Stored entries:
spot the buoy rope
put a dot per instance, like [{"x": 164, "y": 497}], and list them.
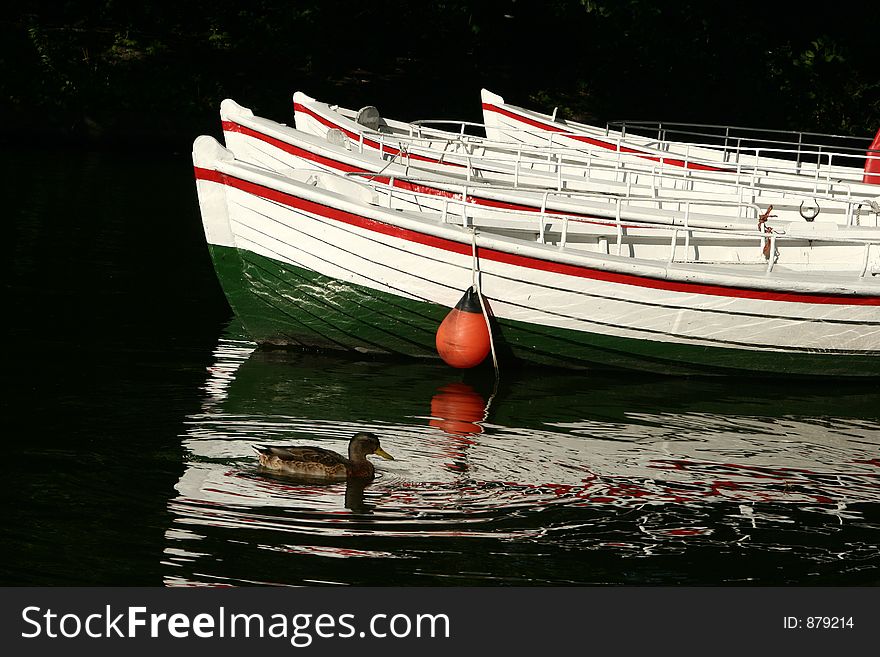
[{"x": 475, "y": 279}]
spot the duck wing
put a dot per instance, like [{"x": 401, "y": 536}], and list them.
[{"x": 301, "y": 454}]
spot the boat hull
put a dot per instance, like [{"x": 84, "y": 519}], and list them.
[
  {"x": 281, "y": 304},
  {"x": 306, "y": 266}
]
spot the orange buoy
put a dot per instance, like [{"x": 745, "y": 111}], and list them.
[
  {"x": 872, "y": 162},
  {"x": 463, "y": 337}
]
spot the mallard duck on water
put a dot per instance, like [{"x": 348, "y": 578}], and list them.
[{"x": 320, "y": 463}]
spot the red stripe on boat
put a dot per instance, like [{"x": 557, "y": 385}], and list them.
[
  {"x": 523, "y": 261},
  {"x": 420, "y": 188}
]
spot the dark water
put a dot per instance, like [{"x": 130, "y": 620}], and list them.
[{"x": 131, "y": 402}]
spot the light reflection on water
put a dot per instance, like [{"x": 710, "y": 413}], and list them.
[{"x": 554, "y": 479}]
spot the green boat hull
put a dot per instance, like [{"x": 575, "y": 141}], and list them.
[{"x": 281, "y": 304}]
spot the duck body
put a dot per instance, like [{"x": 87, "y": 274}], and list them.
[{"x": 324, "y": 464}]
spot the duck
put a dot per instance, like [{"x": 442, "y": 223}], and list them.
[{"x": 325, "y": 464}]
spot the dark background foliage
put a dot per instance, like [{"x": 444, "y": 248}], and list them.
[{"x": 106, "y": 72}]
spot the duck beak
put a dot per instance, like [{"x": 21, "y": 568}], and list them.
[{"x": 385, "y": 455}]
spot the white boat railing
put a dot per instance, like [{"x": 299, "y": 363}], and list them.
[
  {"x": 521, "y": 161},
  {"x": 747, "y": 158},
  {"x": 729, "y": 138},
  {"x": 621, "y": 220}
]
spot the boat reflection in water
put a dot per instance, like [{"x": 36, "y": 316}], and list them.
[{"x": 553, "y": 478}]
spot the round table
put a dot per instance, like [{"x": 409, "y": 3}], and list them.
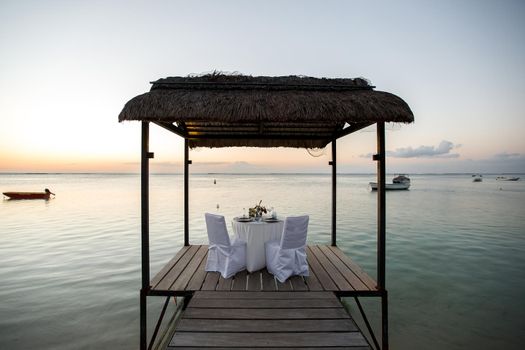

**INSTRUCTIONS TO FOLLOW**. Rewrite the data starting at the line that contains "spot the light reflection on water" and ending at the end of the data, keeping the requests, and multiply every x and y coordinate in the answers by 2.6, rounding to whole numbers with halves rounded up. Leave the pictures out.

**CORRECT OUTPUT**.
spot the light reflection on water
put a dot per instance, like [{"x": 710, "y": 413}], and list them.
[{"x": 1440, "y": 1245}]
spot the green boat hull
put a dot per instance, like [{"x": 575, "y": 141}], and list them.
[{"x": 731, "y": 790}]
spot the duck body
put a dot per instance, like [{"x": 87, "y": 274}], and list them.
[{"x": 842, "y": 1206}]
spot the duck
put a dot per instance, like [{"x": 442, "y": 223}], and list them.
[{"x": 845, "y": 1206}]
spot the dark background foliage
put a dot per instance, like [{"x": 444, "y": 248}], and list them.
[{"x": 276, "y": 187}]
spot the duck beak
put a dot per instance, like [{"x": 21, "y": 568}], and list them.
[{"x": 1001, "y": 1183}]
spot the white boat railing
put a dot per instance, like [{"x": 299, "y": 363}], and list them.
[
  {"x": 1355, "y": 419},
  {"x": 1942, "y": 411},
  {"x": 1895, "y": 359},
  {"x": 1615, "y": 572}
]
spot the boat reflection in water
put a dot per instance, like [{"x": 36, "y": 316}], and list them.
[{"x": 1438, "y": 1243}]
spot the round table
put a dot per instance, like [{"x": 409, "y": 3}], and list them.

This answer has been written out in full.